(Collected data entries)

-------

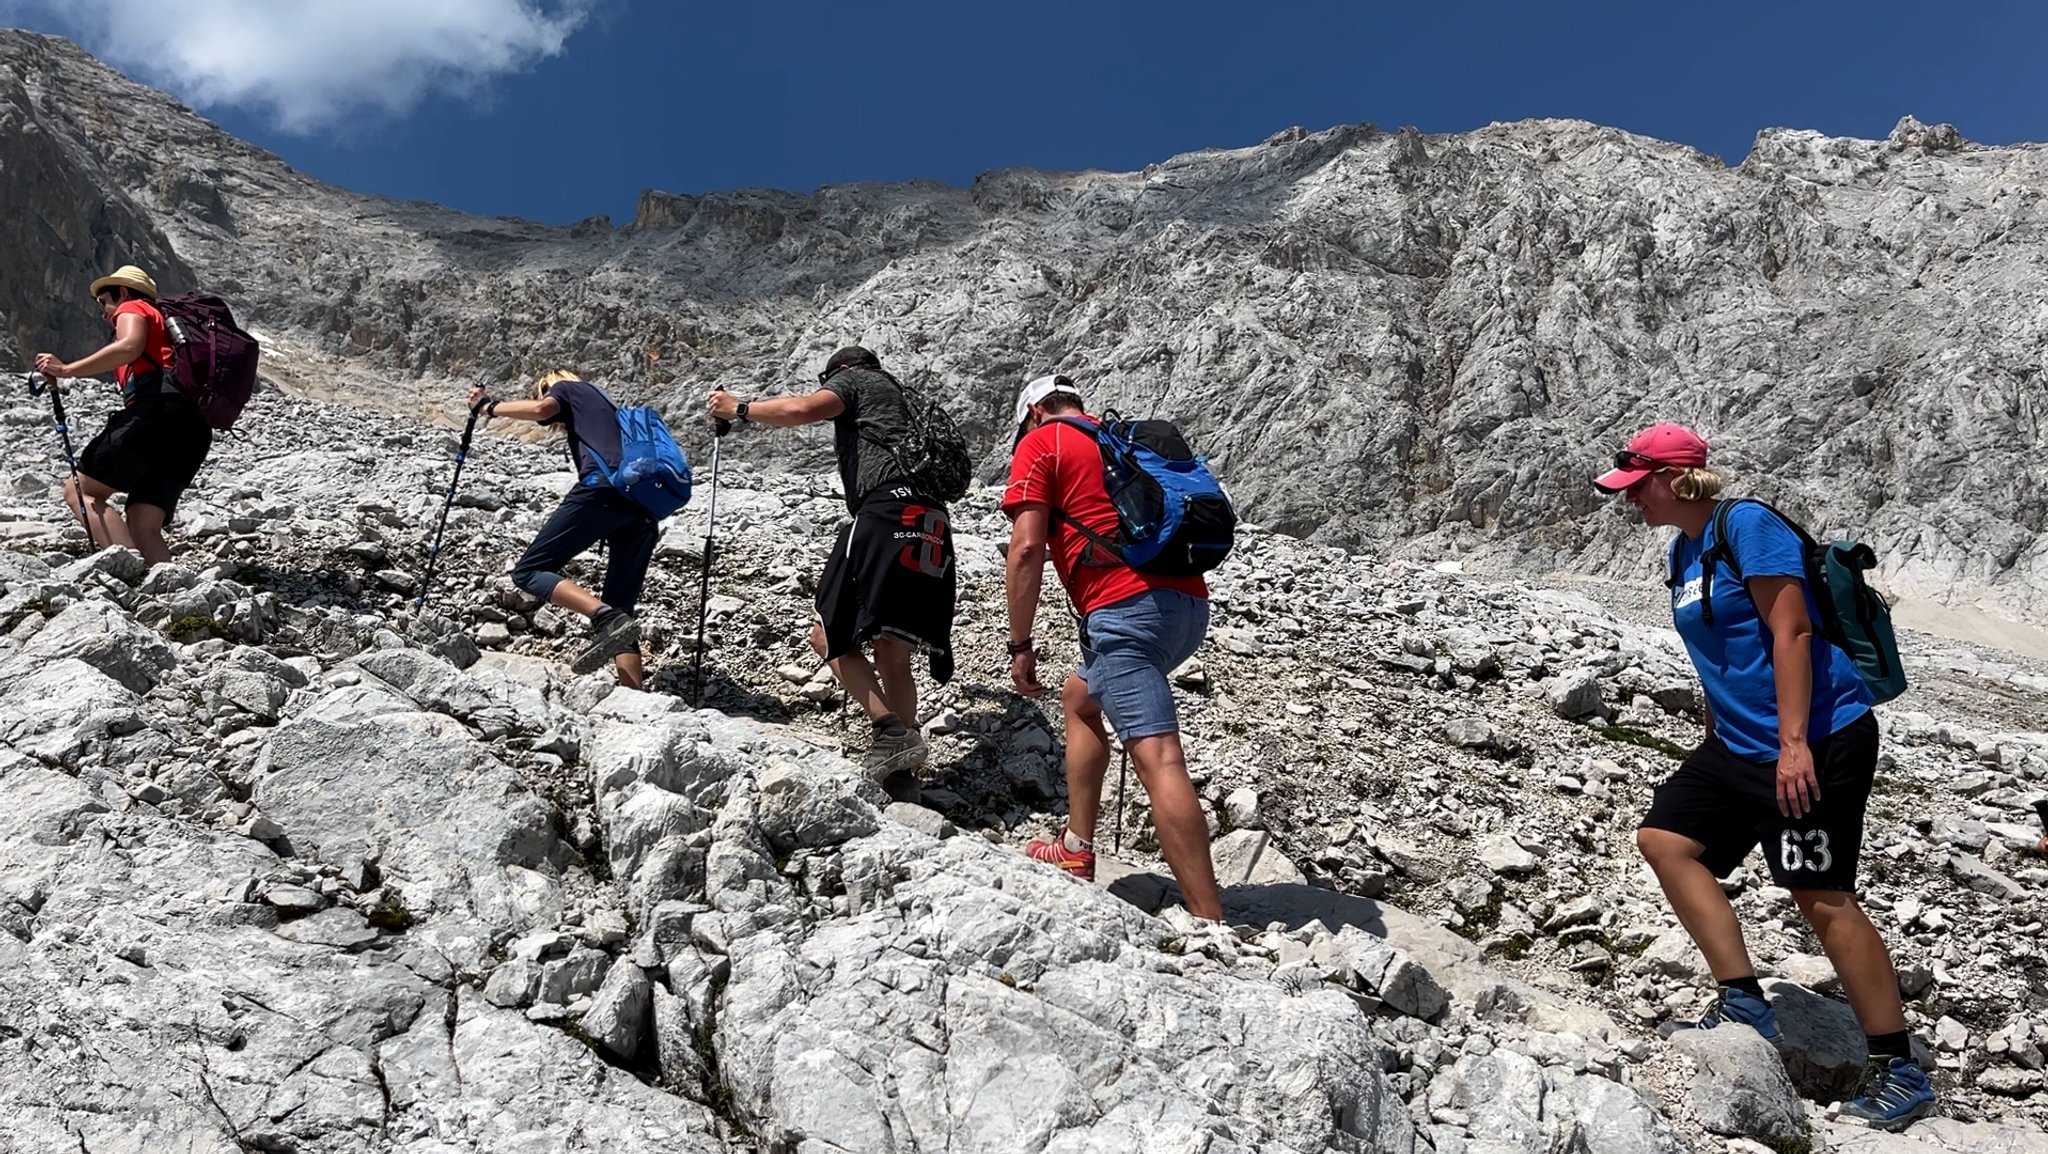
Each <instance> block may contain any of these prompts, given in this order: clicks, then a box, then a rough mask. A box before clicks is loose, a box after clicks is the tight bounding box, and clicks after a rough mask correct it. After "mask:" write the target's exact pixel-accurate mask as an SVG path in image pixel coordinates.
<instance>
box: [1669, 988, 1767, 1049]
mask: <svg viewBox="0 0 2048 1154" xmlns="http://www.w3.org/2000/svg"><path fill="white" fill-rule="evenodd" d="M1722 1023H1737V1025H1747V1027H1751V1029H1755V1031H1757V1033H1759V1035H1763V1041H1778V1037H1780V1033H1778V1011H1774V1008H1772V1004H1769V1002H1765V1000H1763V998H1759V996H1755V994H1751V992H1747V990H1737V988H1735V986H1720V988H1716V990H1714V1004H1712V1006H1708V1008H1706V1013H1704V1015H1700V1021H1667V1023H1663V1025H1661V1027H1657V1033H1659V1037H1665V1039H1669V1037H1671V1035H1673V1033H1679V1031H1686V1029H1714V1027H1716V1025H1722Z"/></svg>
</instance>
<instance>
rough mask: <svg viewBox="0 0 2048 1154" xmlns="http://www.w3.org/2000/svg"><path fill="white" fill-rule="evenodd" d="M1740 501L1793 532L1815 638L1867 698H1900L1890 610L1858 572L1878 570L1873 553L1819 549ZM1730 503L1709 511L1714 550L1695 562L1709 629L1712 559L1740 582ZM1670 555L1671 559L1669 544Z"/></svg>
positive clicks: (1844, 542)
mask: <svg viewBox="0 0 2048 1154" xmlns="http://www.w3.org/2000/svg"><path fill="white" fill-rule="evenodd" d="M1741 500H1747V502H1749V504H1761V506H1763V508H1765V510H1769V514H1772V517H1776V519H1778V521H1784V523H1786V525H1788V527H1790V529H1792V531H1794V533H1798V539H1800V543H1802V545H1804V555H1806V588H1808V590H1812V601H1815V605H1819V607H1821V621H1819V625H1821V633H1823V635H1825V637H1827V640H1829V644H1833V646H1835V648H1837V650H1841V652H1845V654H1849V660H1851V662H1855V672H1858V674H1862V678H1864V685H1866V687H1870V697H1872V699H1874V701H1890V699H1892V697H1898V695H1901V693H1905V691H1907V670H1905V666H1903V664H1901V662H1898V640H1896V637H1892V607H1890V605H1886V603H1884V594H1880V592H1878V590H1874V588H1870V586H1868V584H1866V582H1864V572H1866V570H1874V568H1878V553H1876V551H1872V549H1870V545H1864V543H1862V541H1829V543H1827V545H1823V543H1819V541H1815V539H1812V533H1806V529H1804V527H1802V525H1800V523H1798V521H1792V519H1790V517H1786V514H1784V512H1778V508H1776V506H1772V504H1769V502H1763V500H1755V498H1741ZM1735 504H1737V502H1735V500H1724V502H1720V504H1718V506H1716V508H1714V547H1712V549H1708V551H1706V555H1702V558H1700V615H1702V617H1704V619H1706V623H1708V625H1710V627H1712V625H1714V601H1712V599H1714V560H1716V558H1718V560H1720V562H1724V564H1726V566H1729V570H1733V572H1735V580H1745V578H1743V566H1739V564H1737V562H1735V549H1731V547H1729V510H1731V508H1735ZM1671 555H1673V558H1675V555H1677V543H1675V541H1673V551H1671ZM1743 588H1745V590H1747V588H1749V586H1747V584H1745V586H1743Z"/></svg>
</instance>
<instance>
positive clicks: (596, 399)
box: [541, 381, 625, 484]
mask: <svg viewBox="0 0 2048 1154" xmlns="http://www.w3.org/2000/svg"><path fill="white" fill-rule="evenodd" d="M547 396H551V398H555V400H557V402H559V404H561V410H557V412H555V416H553V418H549V420H543V422H541V424H565V426H567V428H569V447H571V449H569V453H571V455H573V459H575V471H578V473H582V478H584V484H590V478H602V473H600V471H598V461H596V459H594V457H592V453H596V455H600V457H604V463H606V465H610V467H614V469H616V467H618V457H621V455H623V453H625V449H623V447H621V443H618V410H616V408H612V402H608V400H604V394H602V391H598V389H596V387H592V385H588V383H584V381H555V383H553V385H549V387H547Z"/></svg>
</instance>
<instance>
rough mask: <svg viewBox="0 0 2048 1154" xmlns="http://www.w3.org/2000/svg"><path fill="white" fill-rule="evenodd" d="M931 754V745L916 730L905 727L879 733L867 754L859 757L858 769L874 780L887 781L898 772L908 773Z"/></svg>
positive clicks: (894, 776)
mask: <svg viewBox="0 0 2048 1154" xmlns="http://www.w3.org/2000/svg"><path fill="white" fill-rule="evenodd" d="M928 756H932V746H928V744H926V742H924V738H922V736H920V734H918V730H909V728H905V730H903V732H901V734H879V736H877V738H874V744H870V746H868V756H864V758H860V769H864V771H868V777H872V779H874V781H887V779H891V777H895V775H899V773H909V771H913V769H918V767H922V765H924V760H926V758H928Z"/></svg>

-------

» **YOUR OBJECTIVE**: Replace "positive clicks" with "foreground clicks" everywhere it appears in the material above, changing nothing else, and give the lines again without the pictures.

» **EXPECTED OUTPUT**:
Each <instance> block may contain any of these prompts, given in this order: clicks, then a box, then a rough mask. A box before clicks is loose, a box after clicks is the tight bounding box, and clicks after a rough mask correct it. After "mask:" write the target's exact pixel-accurate mask as an SVG path in image pixel coordinates.
<instance>
box: [1669, 988, 1767, 1049]
mask: <svg viewBox="0 0 2048 1154" xmlns="http://www.w3.org/2000/svg"><path fill="white" fill-rule="evenodd" d="M1722 1023H1737V1025H1747V1027H1751V1029H1755V1031H1757V1033H1759V1035H1763V1041H1778V1037H1780V1033H1778V1011H1774V1008H1772V1004H1769V1002H1765V1000H1763V998H1759V996H1755V994H1751V992H1747V990H1737V988H1735V986H1720V988H1716V990H1714V1004H1712V1006H1708V1008H1706V1013H1704V1015H1700V1021H1667V1023H1663V1025H1661V1027H1657V1033H1659V1037H1665V1039H1669V1037H1671V1035H1673V1033H1679V1031H1686V1029H1714V1027H1716V1025H1722Z"/></svg>
</instance>
<instance>
rough mask: <svg viewBox="0 0 2048 1154" xmlns="http://www.w3.org/2000/svg"><path fill="white" fill-rule="evenodd" d="M1740 501L1793 532L1815 638L1867 698H1900L1890 610L1858 572L1878 570L1873 553L1819 549ZM1730 503L1709 511L1714 550L1695 562L1709 629L1712 559L1740 582ZM1670 555L1671 559L1669 544Z"/></svg>
foreground clicks: (1844, 542)
mask: <svg viewBox="0 0 2048 1154" xmlns="http://www.w3.org/2000/svg"><path fill="white" fill-rule="evenodd" d="M1741 500H1747V502H1749V504H1761V506H1763V508H1765V510H1769V514H1772V517H1776V519H1778V521H1784V523H1786V525H1788V527H1790V529H1792V531H1794V533H1798V539H1800V543H1802V545H1804V555H1806V588H1808V590H1812V601H1815V605H1819V607H1821V621H1819V625H1821V633H1823V635H1825V637H1827V640H1829V644H1833V646H1835V648H1837V650H1841V652H1845V654H1849V660H1851V662H1855V672H1858V674H1862V678H1864V685H1866V687H1870V697H1872V699H1874V701H1890V699H1892V697H1898V695H1901V693H1905V691H1907V670H1905V666H1903V664H1901V662H1898V640H1896V637H1892V607H1890V605H1886V603H1884V594H1880V592H1878V590H1874V588H1870V586H1868V584H1866V582H1864V572H1866V570H1874V568H1878V553H1876V551H1872V549H1870V545H1864V543H1862V541H1829V543H1827V545H1823V543H1819V541H1815V539H1812V533H1806V529H1804V527H1802V525H1800V523H1798V521H1792V519H1790V517H1786V514H1784V512H1778V508H1776V506H1772V504H1769V502H1763V500H1755V498H1741ZM1735 504H1737V502H1735V500H1724V502H1720V504H1718V506H1716V508H1714V547H1712V549H1708V551H1706V555H1702V558H1700V615H1702V617H1704V619H1706V623H1708V625H1710V627H1712V625H1714V601H1712V599H1714V560H1716V558H1718V560H1720V562H1724V564H1726V566H1729V570H1733V572H1735V580H1745V578H1743V566H1739V564H1737V562H1735V549H1731V547H1729V510H1731V508H1735ZM1671 555H1673V558H1675V555H1677V543H1675V541H1673V551H1671ZM1743 588H1745V590H1747V588H1749V586H1747V584H1745V586H1743Z"/></svg>
</instance>
<instance>
foreground clicks: (596, 399)
box: [541, 381, 625, 484]
mask: <svg viewBox="0 0 2048 1154" xmlns="http://www.w3.org/2000/svg"><path fill="white" fill-rule="evenodd" d="M547 396H551V398H555V400H557V402H559V404H561V410H557V412H555V416H553V418H549V420H543V422H541V424H565V426H567V428H569V447H571V449H569V453H571V455H573V459H575V471H578V473H582V478H584V484H590V478H602V473H600V471H598V461H596V459H594V457H592V453H596V455H600V457H604V463H606V465H610V467H614V469H616V467H618V457H621V455H623V453H625V449H623V447H621V443H618V410H616V408H612V402H608V400H604V394H602V391H598V389H596V387H592V385H588V383H584V381H555V383H553V385H549V387H547Z"/></svg>
</instance>
<instance>
rough mask: <svg viewBox="0 0 2048 1154" xmlns="http://www.w3.org/2000/svg"><path fill="white" fill-rule="evenodd" d="M931 754V745L916 730L905 727L879 733L867 754L859 757L858 769L874 780L887 781L898 772L908 773Z"/></svg>
foreground clicks: (894, 776)
mask: <svg viewBox="0 0 2048 1154" xmlns="http://www.w3.org/2000/svg"><path fill="white" fill-rule="evenodd" d="M928 756H932V746H928V744H926V742H924V738H922V736H920V734H918V730H909V728H905V730H903V732H901V734H879V736H877V738H874V744H870V746H868V756H864V758H860V769H864V771H868V777H872V779H874V781H887V779H891V777H895V775H899V773H909V771H913V769H918V767H922V765H924V760H926V758H928Z"/></svg>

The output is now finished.